__INPUT RECORDS__:
.....

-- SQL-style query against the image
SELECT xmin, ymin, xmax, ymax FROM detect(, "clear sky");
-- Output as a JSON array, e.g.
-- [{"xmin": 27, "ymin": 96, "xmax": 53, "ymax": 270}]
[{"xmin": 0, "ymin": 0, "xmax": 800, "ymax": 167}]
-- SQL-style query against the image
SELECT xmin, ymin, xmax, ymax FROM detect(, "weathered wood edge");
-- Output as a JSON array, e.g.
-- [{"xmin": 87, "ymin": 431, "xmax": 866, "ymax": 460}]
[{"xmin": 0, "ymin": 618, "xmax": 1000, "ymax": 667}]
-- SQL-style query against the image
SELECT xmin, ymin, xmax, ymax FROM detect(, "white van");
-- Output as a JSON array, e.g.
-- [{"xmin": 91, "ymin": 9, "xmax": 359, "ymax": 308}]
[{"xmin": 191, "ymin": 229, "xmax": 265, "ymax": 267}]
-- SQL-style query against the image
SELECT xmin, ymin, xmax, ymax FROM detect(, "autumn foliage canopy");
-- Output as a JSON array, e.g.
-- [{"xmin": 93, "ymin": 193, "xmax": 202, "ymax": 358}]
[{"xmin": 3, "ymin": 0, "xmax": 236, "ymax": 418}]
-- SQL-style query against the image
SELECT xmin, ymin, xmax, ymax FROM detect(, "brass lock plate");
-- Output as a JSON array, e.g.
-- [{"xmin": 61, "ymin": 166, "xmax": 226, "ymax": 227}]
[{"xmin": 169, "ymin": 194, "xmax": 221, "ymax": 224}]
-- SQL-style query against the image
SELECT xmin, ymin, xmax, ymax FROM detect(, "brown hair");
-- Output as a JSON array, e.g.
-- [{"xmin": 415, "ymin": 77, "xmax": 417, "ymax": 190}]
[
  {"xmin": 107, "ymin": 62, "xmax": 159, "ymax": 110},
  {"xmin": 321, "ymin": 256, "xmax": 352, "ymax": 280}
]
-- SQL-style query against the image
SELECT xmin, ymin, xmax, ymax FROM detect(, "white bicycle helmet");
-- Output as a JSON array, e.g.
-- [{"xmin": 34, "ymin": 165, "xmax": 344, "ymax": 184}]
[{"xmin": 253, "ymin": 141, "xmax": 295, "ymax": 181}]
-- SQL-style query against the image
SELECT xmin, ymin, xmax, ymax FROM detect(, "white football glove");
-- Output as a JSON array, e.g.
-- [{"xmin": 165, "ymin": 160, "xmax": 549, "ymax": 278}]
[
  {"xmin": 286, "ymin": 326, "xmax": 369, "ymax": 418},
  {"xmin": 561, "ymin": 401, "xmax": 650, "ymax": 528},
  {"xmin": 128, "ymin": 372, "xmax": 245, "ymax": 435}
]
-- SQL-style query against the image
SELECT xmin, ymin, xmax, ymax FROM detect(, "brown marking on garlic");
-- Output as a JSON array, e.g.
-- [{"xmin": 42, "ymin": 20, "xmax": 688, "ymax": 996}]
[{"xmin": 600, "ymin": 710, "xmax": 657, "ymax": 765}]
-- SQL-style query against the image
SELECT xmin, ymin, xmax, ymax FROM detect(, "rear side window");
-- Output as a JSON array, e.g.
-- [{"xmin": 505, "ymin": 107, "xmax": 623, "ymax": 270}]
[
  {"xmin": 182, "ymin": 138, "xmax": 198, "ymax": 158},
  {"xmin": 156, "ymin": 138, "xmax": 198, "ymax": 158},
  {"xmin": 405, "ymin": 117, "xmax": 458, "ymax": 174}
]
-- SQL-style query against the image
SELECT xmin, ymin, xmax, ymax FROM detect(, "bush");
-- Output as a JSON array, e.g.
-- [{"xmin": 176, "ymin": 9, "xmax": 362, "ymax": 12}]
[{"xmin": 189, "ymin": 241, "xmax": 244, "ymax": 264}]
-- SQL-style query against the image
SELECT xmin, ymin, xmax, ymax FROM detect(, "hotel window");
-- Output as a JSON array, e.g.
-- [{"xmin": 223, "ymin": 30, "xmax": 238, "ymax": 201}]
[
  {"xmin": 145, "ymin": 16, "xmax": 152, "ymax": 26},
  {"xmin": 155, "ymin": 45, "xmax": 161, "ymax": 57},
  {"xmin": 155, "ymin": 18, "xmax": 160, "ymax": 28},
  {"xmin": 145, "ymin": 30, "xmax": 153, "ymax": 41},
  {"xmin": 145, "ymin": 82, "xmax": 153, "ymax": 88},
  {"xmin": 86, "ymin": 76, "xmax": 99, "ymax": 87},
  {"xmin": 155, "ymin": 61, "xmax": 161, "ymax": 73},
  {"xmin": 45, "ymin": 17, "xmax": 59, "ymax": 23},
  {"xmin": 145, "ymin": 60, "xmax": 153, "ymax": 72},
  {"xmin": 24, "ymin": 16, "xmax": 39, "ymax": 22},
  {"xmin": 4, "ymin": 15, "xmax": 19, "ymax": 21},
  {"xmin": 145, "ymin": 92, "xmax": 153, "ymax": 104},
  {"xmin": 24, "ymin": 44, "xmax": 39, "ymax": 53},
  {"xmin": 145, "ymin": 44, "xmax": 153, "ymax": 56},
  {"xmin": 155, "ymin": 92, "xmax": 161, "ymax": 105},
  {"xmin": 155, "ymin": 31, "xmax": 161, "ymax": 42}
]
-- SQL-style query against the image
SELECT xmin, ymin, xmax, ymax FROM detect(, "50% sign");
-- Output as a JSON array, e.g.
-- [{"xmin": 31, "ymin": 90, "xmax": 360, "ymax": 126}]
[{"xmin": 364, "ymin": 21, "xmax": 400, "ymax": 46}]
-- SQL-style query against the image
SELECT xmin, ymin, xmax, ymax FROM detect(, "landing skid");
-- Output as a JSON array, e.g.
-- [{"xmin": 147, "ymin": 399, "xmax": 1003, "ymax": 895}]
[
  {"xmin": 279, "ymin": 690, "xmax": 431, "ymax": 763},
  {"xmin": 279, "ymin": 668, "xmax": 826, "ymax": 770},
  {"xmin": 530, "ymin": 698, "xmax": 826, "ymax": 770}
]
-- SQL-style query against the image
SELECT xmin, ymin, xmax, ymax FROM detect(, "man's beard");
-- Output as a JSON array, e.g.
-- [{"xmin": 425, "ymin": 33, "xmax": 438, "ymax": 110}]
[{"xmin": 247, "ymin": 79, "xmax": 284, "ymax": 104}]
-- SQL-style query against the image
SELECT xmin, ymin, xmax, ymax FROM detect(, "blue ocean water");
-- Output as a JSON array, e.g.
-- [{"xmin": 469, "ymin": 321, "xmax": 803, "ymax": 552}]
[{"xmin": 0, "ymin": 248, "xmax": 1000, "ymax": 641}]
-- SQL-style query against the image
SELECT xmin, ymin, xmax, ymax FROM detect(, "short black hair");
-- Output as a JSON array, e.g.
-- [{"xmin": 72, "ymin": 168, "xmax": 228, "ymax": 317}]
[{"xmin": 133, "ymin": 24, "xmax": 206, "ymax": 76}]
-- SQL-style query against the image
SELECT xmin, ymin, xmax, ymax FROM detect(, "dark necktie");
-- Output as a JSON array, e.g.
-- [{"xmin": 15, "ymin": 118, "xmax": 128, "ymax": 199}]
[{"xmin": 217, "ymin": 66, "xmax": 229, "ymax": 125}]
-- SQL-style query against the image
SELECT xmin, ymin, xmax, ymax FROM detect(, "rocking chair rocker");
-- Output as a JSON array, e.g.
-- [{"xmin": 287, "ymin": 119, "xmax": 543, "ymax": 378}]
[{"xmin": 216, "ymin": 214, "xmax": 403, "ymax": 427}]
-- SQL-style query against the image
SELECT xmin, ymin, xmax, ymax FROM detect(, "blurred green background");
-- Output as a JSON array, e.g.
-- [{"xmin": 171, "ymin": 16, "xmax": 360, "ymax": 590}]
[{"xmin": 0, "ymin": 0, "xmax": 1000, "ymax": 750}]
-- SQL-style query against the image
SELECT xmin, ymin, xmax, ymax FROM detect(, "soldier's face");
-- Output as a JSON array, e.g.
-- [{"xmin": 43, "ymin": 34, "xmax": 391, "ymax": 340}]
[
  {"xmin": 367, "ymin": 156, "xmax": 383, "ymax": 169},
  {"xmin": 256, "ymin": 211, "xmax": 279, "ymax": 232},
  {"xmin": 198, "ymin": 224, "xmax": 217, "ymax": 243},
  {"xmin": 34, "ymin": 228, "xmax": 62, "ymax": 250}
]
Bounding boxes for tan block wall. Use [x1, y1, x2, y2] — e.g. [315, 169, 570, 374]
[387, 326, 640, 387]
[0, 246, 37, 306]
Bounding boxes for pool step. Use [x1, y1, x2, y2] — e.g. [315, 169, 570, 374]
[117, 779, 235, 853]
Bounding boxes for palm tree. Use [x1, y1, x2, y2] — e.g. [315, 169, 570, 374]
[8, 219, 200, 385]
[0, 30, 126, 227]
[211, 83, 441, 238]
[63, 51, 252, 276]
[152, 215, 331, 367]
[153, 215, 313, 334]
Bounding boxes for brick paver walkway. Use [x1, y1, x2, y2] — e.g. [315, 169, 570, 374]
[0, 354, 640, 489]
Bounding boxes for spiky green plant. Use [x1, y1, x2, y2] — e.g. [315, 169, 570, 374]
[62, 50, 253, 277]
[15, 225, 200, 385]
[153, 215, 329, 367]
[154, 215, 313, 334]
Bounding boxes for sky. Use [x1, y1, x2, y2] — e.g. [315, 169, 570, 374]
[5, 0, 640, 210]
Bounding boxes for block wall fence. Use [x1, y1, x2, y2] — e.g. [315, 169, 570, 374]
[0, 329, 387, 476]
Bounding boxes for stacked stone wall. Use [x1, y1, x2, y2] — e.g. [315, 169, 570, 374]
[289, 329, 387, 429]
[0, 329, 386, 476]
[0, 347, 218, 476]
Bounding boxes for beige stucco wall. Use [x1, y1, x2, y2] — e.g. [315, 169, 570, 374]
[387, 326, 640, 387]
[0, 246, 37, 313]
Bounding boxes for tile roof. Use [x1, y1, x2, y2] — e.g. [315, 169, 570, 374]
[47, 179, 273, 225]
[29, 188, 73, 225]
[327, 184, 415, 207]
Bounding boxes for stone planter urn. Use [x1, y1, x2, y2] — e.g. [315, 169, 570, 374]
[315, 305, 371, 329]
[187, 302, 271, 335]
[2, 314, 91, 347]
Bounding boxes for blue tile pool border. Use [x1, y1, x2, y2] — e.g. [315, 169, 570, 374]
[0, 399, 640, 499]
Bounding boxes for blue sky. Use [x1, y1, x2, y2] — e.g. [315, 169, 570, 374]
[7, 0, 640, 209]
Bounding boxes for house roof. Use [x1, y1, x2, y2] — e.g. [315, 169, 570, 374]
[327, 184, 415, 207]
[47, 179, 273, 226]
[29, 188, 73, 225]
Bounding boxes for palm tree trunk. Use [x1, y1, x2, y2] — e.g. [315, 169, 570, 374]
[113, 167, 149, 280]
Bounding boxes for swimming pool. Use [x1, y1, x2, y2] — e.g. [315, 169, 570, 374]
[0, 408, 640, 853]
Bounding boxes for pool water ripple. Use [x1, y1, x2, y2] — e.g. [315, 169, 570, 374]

.....

__TASK OBJECTIVE__:
Copy the data above word for word, starting at the line that contains "Bounding boxes for palm tree trunk." and ending with the last line, both included.

__SOLUTION__:
Bounding boxes for palm tree trunk. Use [x1, y1, x2, y2] — e.g. [315, 169, 570, 374]
[113, 167, 149, 280]
Bounding boxes for swimming pool. Use [x1, y1, x2, y2] — e.g. [315, 169, 570, 374]
[0, 408, 640, 853]
Bounding boxes for pool water ripple. Use [x1, y1, x2, y2] — e.g. [315, 169, 570, 374]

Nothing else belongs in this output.